Collection entries
· · · ·
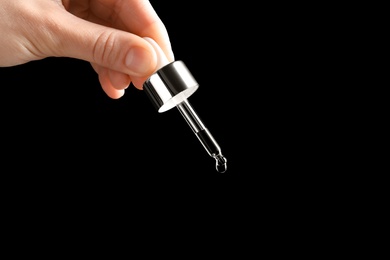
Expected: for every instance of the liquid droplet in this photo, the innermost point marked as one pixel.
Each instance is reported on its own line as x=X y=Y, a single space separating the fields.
x=220 y=163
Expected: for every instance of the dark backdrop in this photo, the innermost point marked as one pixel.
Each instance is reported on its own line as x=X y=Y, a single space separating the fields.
x=57 y=121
· · · ·
§ TASK
Extract every line from the one with "Expected: for every instance of the dark" down to the final line above, both included, exactly as written.

§ OUTPUT OF THE EXERCISE
Expected: for every instance of the dark backdrop in this photo, the innermost point marked as one pixel.
Each instance is reported on its own line as x=X y=Y, a single space separating the fields.
x=57 y=121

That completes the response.